**What you should do:** Copy each of the entries below word for word, keeping every line as it appears.

** begin **

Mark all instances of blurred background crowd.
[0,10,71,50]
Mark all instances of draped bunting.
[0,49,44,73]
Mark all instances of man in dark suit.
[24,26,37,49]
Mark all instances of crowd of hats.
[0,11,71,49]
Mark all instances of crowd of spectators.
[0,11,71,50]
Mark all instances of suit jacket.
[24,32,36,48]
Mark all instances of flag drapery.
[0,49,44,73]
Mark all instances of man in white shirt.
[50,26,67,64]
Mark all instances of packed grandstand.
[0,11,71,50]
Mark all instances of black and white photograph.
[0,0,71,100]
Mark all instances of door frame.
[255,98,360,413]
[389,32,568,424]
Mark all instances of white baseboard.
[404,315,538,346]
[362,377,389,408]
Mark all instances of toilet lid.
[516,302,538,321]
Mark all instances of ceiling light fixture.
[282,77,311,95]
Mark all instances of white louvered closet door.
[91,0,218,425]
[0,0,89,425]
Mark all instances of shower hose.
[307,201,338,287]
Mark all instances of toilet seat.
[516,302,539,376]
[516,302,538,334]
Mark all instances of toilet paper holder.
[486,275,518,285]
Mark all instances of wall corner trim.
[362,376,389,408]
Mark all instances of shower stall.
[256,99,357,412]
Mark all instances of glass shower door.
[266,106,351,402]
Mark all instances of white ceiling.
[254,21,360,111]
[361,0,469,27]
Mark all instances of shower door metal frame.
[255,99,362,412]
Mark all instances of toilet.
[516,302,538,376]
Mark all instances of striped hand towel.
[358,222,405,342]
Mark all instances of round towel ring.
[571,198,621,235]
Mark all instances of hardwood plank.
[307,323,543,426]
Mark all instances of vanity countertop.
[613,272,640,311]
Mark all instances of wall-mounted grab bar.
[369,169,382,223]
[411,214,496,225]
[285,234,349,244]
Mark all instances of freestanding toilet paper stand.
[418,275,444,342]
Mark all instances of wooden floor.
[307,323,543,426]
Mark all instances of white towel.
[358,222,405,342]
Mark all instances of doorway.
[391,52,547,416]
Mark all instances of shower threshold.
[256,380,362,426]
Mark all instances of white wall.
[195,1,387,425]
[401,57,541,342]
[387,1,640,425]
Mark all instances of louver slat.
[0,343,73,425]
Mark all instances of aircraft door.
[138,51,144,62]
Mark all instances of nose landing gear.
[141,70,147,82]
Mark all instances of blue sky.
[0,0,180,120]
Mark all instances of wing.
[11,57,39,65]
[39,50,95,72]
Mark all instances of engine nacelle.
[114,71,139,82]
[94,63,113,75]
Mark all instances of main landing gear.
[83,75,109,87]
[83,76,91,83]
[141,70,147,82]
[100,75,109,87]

** end **

**Response to the task:**
Mark all instances of blurred background crowd.
[0,10,71,50]
Mark all instances of draped bunting.
[0,49,44,73]
Mark all instances of man in dark suit.
[24,26,37,49]
Mark all instances of crowd of hats.
[0,11,71,49]
Mark all instances of crowd of spectators.
[0,11,71,50]
Mark all instances of suit jacket.
[24,32,36,48]
Mark all instances of flag drapery.
[0,49,44,73]
Mark all instances of man in white shirt.
[50,26,67,64]
Mark all instances of packed grandstand.
[0,11,71,50]
Mark all instances of black and white photograph.
[0,0,71,100]
Mark all instances of door frame.
[255,98,360,413]
[389,32,568,424]
Mark all instances of white baseboard.
[404,315,538,346]
[362,377,389,408]
Mark all instances of toilet lid.
[516,302,538,321]
Mark all instances of ceiling light fixture.
[282,77,311,95]
Mark all instances of white louvered closet door.
[91,0,218,425]
[0,0,89,425]
Mark all instances of shower hose.
[307,201,338,287]
Mark all instances of toilet seat.
[516,302,539,376]
[516,302,538,334]
Mark all instances of toilet paper holder.
[486,275,518,285]
Mark all instances of wall corner trim.
[362,376,389,408]
Mark all instances of shower stall.
[256,99,357,412]
Mark all instances of glass shower door.
[266,106,351,402]
Mark all instances of white ceiling.
[254,21,360,111]
[361,0,469,27]
Mark all instances of shower door metal frame.
[255,99,362,412]
Mark all instances of toilet.
[516,302,538,376]
Mark all instances of striped hand towel.
[358,222,405,342]
Mark all instances of round towel ring.
[571,198,621,235]
Mark all instances of hardwood plank.
[307,323,543,426]
Mark all instances of vanity countertop.
[613,272,640,311]
Mark all instances of wall-mounted grab bar.
[369,169,382,223]
[411,214,496,225]
[285,234,349,244]
Mark all instances of freestanding toilet paper stand.
[418,275,444,342]
Mark all instances of wooden floor.
[307,323,543,426]
Mark all instances of white towel.
[358,222,405,342]
Mark all instances of doorway.
[391,52,547,416]
Mark all instances of shower threshold.
[256,380,362,426]
Mark all instances of white wall.
[195,1,387,425]
[401,57,541,342]
[387,1,640,425]
Mark all instances of louver slat.
[0,343,73,425]
Mark all instances of aircraft door.
[138,51,144,62]
Mark all instances of nose landing gear.
[141,70,147,82]
Mark all instances of blue sky.
[0,0,180,120]
Mark all instances of wing.
[11,57,39,65]
[39,50,95,72]
Mark all instances of engine nacelle.
[114,71,139,82]
[94,63,113,75]
Mark all instances of main landing gear.
[83,75,109,87]
[83,76,91,83]
[141,70,147,82]
[100,75,109,87]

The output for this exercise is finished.